** start RECORDED INFORMATION **

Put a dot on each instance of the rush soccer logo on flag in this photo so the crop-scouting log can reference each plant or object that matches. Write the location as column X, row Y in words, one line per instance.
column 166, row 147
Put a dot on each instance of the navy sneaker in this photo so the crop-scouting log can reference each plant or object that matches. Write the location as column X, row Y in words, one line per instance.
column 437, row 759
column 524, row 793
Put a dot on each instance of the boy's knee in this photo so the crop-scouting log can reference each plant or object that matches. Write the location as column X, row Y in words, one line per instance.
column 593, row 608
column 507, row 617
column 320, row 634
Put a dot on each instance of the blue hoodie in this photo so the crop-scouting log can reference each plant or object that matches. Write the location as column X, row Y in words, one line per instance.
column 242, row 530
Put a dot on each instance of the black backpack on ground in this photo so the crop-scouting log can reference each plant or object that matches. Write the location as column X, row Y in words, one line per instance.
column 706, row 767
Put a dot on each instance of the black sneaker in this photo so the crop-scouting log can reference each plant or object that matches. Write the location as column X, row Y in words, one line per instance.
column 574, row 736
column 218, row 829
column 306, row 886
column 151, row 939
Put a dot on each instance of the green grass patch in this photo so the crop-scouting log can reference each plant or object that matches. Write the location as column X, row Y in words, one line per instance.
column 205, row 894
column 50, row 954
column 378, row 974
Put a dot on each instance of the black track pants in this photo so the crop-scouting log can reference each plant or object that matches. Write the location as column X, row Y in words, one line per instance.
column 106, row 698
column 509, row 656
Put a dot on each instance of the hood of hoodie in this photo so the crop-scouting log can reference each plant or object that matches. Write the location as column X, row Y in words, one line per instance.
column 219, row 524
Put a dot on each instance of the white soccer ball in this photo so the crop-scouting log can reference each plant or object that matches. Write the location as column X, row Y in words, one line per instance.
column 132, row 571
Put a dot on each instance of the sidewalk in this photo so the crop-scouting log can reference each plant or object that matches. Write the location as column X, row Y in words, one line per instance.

** end RECORDED INFORMATION **

■ **REQUEST**
Set down the entries above again, word for word.

■ **ANSWER TO THIS TASK**
Put a dot on each instance of the rush soccer logo on flag in this photo so the crop-scouting log can reference each plant or object that matches. Write the location as column X, row Y in words, one line per instance.
column 166, row 147
Put a dot on each instance of the navy sneaker in this photo so the crop-scouting log can reference each plant or object that matches. Write the location as column X, row Y in words, one line per instance.
column 437, row 759
column 524, row 793
Put a dot on each instance of the boy's knee in this photo so the crop-scouting log can reference each plant or object that matches. Write the location as column X, row Y in words, one line per instance.
column 593, row 608
column 507, row 617
column 320, row 634
Put a dot on each instance of the blue hoodie in this photo so the crop-scouting log can reference each plant or object that matches. Write the location as column X, row Y in words, one line per instance.
column 242, row 530
Put a dot on each instance of the black backpack on ground in this photo so the crop-scouting log can reference each plant or object that matches. Write the location as column X, row Y in words, one line per instance.
column 706, row 767
Put a dot on each instance of the black sneaker in this photo so the crop-scouting log can reference each plant or object that matches. Write the location as column X, row Y in words, one line per instance.
column 574, row 736
column 218, row 829
column 306, row 886
column 151, row 939
Put a dot on each instance of the green grass patch in this photo so the crop-scouting log can reference each plant or object that matches. Write the location as column X, row Y in words, one line per instance.
column 205, row 894
column 50, row 954
column 378, row 974
Put a dot on each instance of the black track pants in this photo so the crop-scouting log can reference each plant or object that matches. Write the location as column X, row Y in words, one line per instance.
column 106, row 698
column 509, row 656
Put a dot on each instance of the hood of hoodie in this photo so the crop-scouting log can reference each plant or object that matches. Write the location as column X, row Y in words, one line per instance.
column 219, row 524
Put a dot on each instance of the white soccer ball in this photo so the crop-scouting log can reference each plant or object that matches. Write the location as column X, row Y in words, one line per instance.
column 132, row 571
Put a dot on each instance of the sidewalk in this photo so the crop-scouting log can reference each plant or object that matches. Write the location as column X, row Y in words, one line per instance.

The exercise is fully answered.